> Input rows:
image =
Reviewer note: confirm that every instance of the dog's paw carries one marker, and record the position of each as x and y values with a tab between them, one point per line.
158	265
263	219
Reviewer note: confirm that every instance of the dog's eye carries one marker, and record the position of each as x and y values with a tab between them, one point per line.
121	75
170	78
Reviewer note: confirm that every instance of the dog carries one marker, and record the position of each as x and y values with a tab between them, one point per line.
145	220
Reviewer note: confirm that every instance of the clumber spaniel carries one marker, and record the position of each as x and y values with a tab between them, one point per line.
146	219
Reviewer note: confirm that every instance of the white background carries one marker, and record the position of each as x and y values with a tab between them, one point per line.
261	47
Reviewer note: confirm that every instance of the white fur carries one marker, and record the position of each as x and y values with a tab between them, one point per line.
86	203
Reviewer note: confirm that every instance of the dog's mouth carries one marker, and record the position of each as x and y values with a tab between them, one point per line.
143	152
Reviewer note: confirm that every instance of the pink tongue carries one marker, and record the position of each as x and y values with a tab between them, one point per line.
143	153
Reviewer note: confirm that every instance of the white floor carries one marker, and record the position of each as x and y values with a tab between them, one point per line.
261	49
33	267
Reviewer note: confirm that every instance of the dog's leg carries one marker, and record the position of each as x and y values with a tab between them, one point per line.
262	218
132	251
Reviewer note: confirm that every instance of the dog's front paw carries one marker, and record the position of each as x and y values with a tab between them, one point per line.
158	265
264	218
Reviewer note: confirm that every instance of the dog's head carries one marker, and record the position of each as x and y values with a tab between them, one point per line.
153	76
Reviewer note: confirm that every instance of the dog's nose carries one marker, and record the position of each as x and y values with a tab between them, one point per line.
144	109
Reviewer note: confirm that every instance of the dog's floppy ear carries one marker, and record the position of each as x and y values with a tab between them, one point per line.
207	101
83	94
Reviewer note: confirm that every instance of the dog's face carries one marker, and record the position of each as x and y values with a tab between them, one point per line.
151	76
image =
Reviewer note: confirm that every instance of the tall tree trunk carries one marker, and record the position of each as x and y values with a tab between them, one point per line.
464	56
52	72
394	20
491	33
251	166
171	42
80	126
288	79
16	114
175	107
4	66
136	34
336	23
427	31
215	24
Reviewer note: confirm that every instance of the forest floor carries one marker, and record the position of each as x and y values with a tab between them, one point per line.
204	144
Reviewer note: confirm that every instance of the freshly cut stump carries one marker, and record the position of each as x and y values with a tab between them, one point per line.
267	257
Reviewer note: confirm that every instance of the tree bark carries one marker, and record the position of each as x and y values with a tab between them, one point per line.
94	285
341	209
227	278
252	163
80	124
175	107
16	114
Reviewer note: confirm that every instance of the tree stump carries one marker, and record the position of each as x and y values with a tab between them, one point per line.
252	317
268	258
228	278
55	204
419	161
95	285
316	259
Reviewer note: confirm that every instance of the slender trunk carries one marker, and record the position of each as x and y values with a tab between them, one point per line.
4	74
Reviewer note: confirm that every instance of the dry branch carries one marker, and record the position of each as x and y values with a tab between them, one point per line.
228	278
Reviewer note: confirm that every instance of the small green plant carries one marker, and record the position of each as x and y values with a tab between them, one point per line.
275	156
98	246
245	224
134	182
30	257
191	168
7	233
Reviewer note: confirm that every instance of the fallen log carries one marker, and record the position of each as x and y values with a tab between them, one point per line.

> Task goal: Please copy the entire listing above line for line, leaving every word, number and tab unchanged.

> Correct output:
image =
Reviewer note: confirm that every instance of the dog's paw carries one marker, and record the position of each as x and y values with a tab between them, one point per line.
158	265
263	219
Reviewer note: confirm that every instance of the dog's eye carries one marker, and record the position of each as x and y values with a tab between them, one point per line.
121	75
170	78
Reviewer note: confirm that every instance of the dog carries one marker, and record the position of each as x and y values with a tab between them, one point per line.
145	220
Reviewer note: confirm that every instance of the clumber spaniel carries one marker, and record the position of each as x and y values with a tab between them, one point per line.
146	219
Reviewer note: confirm that every instance of the white background carries one marker, and record the position of each as x and y values with a tab between them, one point per line.
261	47
Reviewer note: confirm that every instance of the white fur carries one marker, and record the position of each as x and y values with a tab between them, one point per line.
86	203
Reviewer note: confirm that every instance of the dog's mouth carries one marker, and record the position of each as x and y values with a tab between them, one point per line.
143	152
Reviewer note: confirm that every instance of the pink tongue carries one marker, and record the position of each as x and y values with a tab between them, one point per line.
143	153
Reviewer note: confirm that every instance of the white floor carries one marker, and record the position of each as x and y values with a tab between them, one point per line.
261	49
33	267
Reviewer note: confirm that every instance of the dog's leg carries one marker, and record the position of each as x and y values with a tab between them, one point per line.
262	218
132	251
Reviewer note: confirm that every instance of the dog's front paw carries one marker, and record the position of each as x and y values with a tab between them, one point per line.
158	265
264	218
Reviewer note: confirm that every instance of the dog's head carries one marker, and record the position of each as x and y values with a tab between them, one point per line.
153	76
Reviewer note: confirm that every instance of the dog's nose carries one marker, and record the position of each as x and y values with a tab between them, one point per line.
144	109
Reviewer note: confirm that every instance of the dog's floppy ear carries one marker, and record the position of each as x and y values with a tab between them, one point per line.
207	101
83	94
Reviewer note: confirm that every instance of the dog's face carries one marker, and record the position of each as x and y values with a tab between them, one point per line.
151	76
image =
Reviewer note: confirm that every instance of the tall tree trunk carries one marker, and record the position of each as x and y values with a tab between them, one point per line.
464	56
52	72
394	20
491	33
251	166
171	42
80	126
288	79
16	114
175	107
4	66
136	34
336	23
427	31
215	24
Reviewer note: confirm that every instance of the forest floor carries one marker, and record the position of each as x and y values with a tab between them, one point per line.
204	144
Reviewer note: confirm that every instance of the freshly cut stump carries one marker, and record the position of each as x and y values with a tab between them, one point per line.
267	257
Reviewer note: confirm that every instance of the tree bark carries one marker, and record the position of each as x and y values with a tab between them, one point per line.
94	285
341	209
227	278
252	163
80	124
175	107
16	114
Reviewer note: confirm that every instance of the tree stump carries one marker, and record the position of each as x and y values with a tab between them, one point per line.
252	317
268	258
228	278
55	204
419	161
95	285
316	259
Reviewer note: confirm that every instance of the slender trunk carries one marker, and record the position of each as x and y values with a tab between them, one point per line.
4	74
Reviewer note: confirm that every instance of the dry branch carries one marker, and record the position of each as x and y values with a tab between them, one point per line.
228	278
Reviewer note: confirm that every instance of the small green plant carries one marker, and record the position of each as x and y values with a tab between them, one point per line.
275	156
98	246
245	224
134	182
30	257
191	168
7	233
Reviewer note: confirm that every instance of the fallen log carries one marker, and record the position of each as x and y values with a tab between them, one point per line.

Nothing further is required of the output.